→ PROBLEM REQUIREMENTS:
In the copy, every record below must appear exactly as given, and no picture may appear.

→ SOURCE MATERIAL:
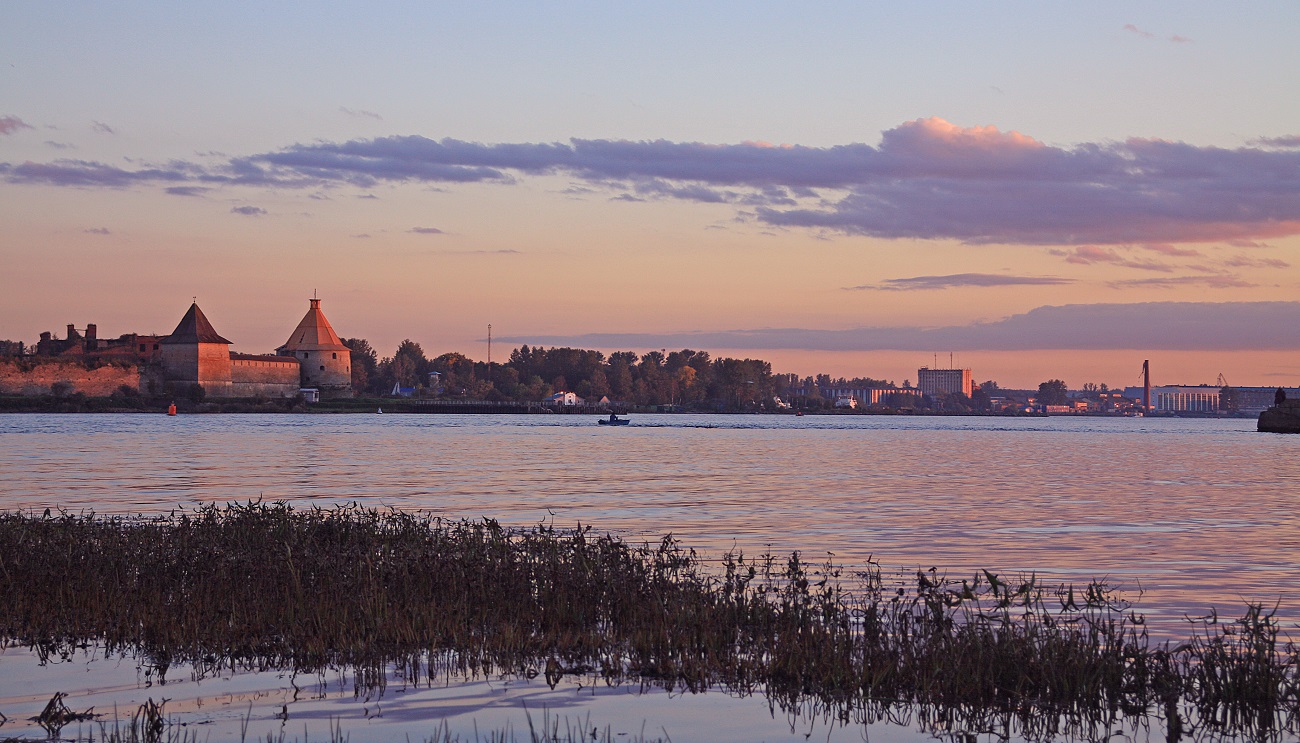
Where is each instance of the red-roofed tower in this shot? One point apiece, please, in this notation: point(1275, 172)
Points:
point(326, 363)
point(196, 353)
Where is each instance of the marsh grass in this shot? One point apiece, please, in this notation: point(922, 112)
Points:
point(263, 586)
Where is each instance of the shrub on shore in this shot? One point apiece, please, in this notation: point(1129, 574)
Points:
point(263, 586)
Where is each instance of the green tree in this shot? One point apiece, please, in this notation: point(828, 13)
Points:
point(365, 365)
point(1053, 392)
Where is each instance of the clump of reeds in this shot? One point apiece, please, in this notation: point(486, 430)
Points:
point(263, 586)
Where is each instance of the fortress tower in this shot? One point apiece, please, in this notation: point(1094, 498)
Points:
point(326, 363)
point(195, 352)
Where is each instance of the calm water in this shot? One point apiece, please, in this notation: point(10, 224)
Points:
point(1184, 515)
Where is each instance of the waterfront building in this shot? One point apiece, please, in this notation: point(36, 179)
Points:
point(937, 382)
point(871, 395)
point(326, 364)
point(194, 355)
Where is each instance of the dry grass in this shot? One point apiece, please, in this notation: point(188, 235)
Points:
point(261, 586)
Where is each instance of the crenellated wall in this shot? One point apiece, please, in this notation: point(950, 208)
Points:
point(264, 376)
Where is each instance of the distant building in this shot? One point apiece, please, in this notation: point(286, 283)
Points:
point(326, 364)
point(563, 399)
point(196, 355)
point(871, 395)
point(937, 382)
point(1181, 398)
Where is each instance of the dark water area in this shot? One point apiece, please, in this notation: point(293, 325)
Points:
point(1184, 516)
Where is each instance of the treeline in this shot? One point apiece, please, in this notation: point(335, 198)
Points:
point(688, 378)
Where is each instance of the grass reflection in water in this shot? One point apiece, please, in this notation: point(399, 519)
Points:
point(263, 586)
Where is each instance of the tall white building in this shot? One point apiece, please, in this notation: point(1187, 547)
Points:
point(944, 381)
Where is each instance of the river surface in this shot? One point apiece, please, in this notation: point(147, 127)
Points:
point(1184, 516)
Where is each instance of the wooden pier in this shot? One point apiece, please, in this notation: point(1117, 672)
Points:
point(507, 407)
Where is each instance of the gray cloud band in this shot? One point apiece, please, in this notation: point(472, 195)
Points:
point(1144, 326)
point(926, 179)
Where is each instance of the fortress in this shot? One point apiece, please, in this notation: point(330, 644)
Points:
point(196, 355)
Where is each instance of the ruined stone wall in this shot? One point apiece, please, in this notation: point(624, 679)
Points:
point(26, 378)
point(263, 376)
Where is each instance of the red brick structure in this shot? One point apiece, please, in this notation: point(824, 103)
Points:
point(325, 361)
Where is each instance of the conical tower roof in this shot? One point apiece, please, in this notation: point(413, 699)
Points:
point(194, 327)
point(313, 333)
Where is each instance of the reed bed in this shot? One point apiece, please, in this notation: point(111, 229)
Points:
point(263, 586)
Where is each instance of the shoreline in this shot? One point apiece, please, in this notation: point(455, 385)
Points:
point(401, 405)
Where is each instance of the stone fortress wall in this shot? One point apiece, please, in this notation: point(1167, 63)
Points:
point(17, 378)
point(264, 376)
point(193, 355)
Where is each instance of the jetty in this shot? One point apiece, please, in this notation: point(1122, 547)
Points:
point(1281, 418)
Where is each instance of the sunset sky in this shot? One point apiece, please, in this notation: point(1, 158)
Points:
point(856, 188)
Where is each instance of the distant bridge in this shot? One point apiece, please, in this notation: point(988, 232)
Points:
point(507, 407)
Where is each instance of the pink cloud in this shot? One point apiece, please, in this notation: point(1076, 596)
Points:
point(1088, 255)
point(926, 179)
point(1168, 250)
point(12, 124)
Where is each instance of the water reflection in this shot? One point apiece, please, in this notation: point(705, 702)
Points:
point(1190, 515)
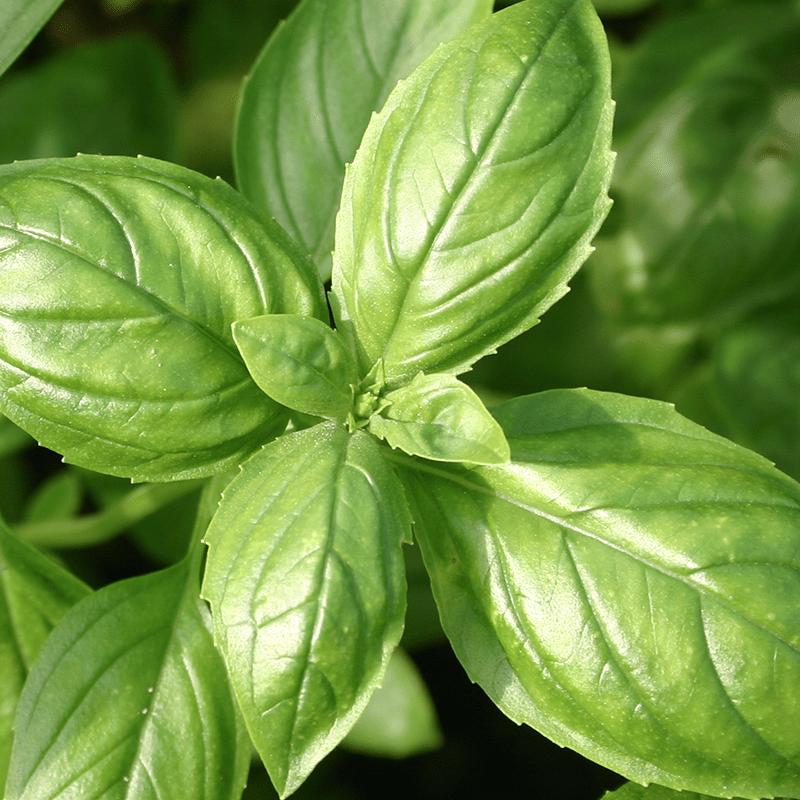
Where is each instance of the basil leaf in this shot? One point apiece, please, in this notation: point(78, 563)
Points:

→ PROBLEM SOLUTION:
Where is each instance of the red-roofed tower in this shot? One point apiece, please, in this notation: point(1275, 172)
Points:
point(326, 363)
point(196, 353)
Where is each instance of the marsh grass in this shot? One point apiece, please, in this notation: point(922, 112)
Points:
point(263, 586)
Where is each instance of the shrub on shore in this shot? One point apiece, please, in this notation: point(1129, 574)
Points:
point(263, 586)
Where is each instance of the green tree in this shot? One point apiece, please, in this notation: point(828, 13)
Points:
point(365, 365)
point(1053, 392)
Where is each instance of the clump of reeds in this shot? One point apiece, please, in this notation: point(486, 430)
Points:
point(263, 586)
Where is each instance of the fortress tower in this shot? One point apiece, please, in this notation: point(1094, 498)
Points:
point(326, 363)
point(195, 352)
Where is each instance of the calm water in this shot? One point apiece, please, in this notation: point(10, 224)
Points:
point(1184, 515)
Where is each instance of the waterfront building in this shot? One point apiece, please, in this notation: point(36, 179)
Points:
point(937, 382)
point(871, 395)
point(326, 364)
point(194, 355)
Where is each instance of the dry grass in this shot? One point apiece, please, in this notation: point(188, 235)
Points:
point(261, 586)
Where is each instance of the crenellated wall in this shot? One point apiece, please, in this notation: point(950, 208)
Points:
point(264, 376)
Where is each instance of the distant building in this shot? One point apiece, please, in this notation: point(286, 283)
Points:
point(326, 364)
point(563, 399)
point(196, 355)
point(871, 395)
point(937, 382)
point(1181, 398)
Where is each instance of the dark water area in this shot? One point apiece, please, in this notation: point(293, 325)
Points:
point(1184, 516)
Where is each instance of the treeline in this shot? One point apiece, please, in this notation: point(335, 198)
Points:
point(688, 378)
Where is each instance of the grass reflection in water in this shot? One point apiece, please, in this notation: point(399, 519)
Points:
point(263, 586)
Where is each instance of the tall white building in this shot? One point apiece, please, in this notation: point(1187, 547)
Points:
point(944, 381)
Where is each instance of the river surface in this shot? One point apiece, please, in this notation: point(147, 127)
Points:
point(1184, 516)
Where is each instance of the wooden pier in this shot? One point apiece, please, in this notation: point(1117, 672)
Points:
point(507, 407)
Where is each instance of the gray cloud band in this shot? One point apiece, please, in this notation: point(472, 195)
Points:
point(1144, 326)
point(926, 179)
Where is each instance of the fortress in this shot? One point apiece, please, in this notation: point(330, 644)
Points:
point(196, 355)
Where is each instance of the ruined stone wall in this shot? One point apiece, please, in this notation: point(624, 679)
Points:
point(26, 378)
point(263, 376)
Where is each instance of the red brick structure in this shot? One point apiece, please, in this notation: point(824, 103)
Points:
point(325, 361)
Where is each instance of the conical tower roof in this shot? One point apiece, please, in this notation: point(413, 699)
Points:
point(194, 327)
point(313, 333)
Where is each instance of the reed bed in this shot? One point apiece, please, in this notation: point(111, 229)
Points:
point(263, 586)
Where is each instance of the shoreline in this shot? One point apiece, please, in this notation: point(455, 385)
Points:
point(401, 405)
Where is each instance of the stone fortress wall in this shot? One point apiece, please, in this notation: point(1167, 63)
Points:
point(17, 378)
point(264, 376)
point(193, 355)
Where is each instance of the jetty in this shot? One point apiece, please, in this notation: point(1122, 547)
Points:
point(1281, 418)
Where is each instance of the sunset sky in this shot? One point apiece, please, in this notation: point(1, 158)
Points:
point(856, 188)
Where is each instance of the distant bridge in this shot? One point apiece, please, in this notation: point(988, 232)
Points:
point(507, 407)
Where is each instance of the pink cloud in this shot? One point apiece, please, in this notation: point(1076, 596)
Points:
point(1088, 255)
point(926, 179)
point(1168, 250)
point(12, 124)
Where is each instance of the water reflection in this shot? One point apiece, please, in this notation: point(705, 702)
Points:
point(1190, 515)
Where is each instance of the basil leaf in this shot? One point apiece, please, in this notation: point(78, 563)
Points:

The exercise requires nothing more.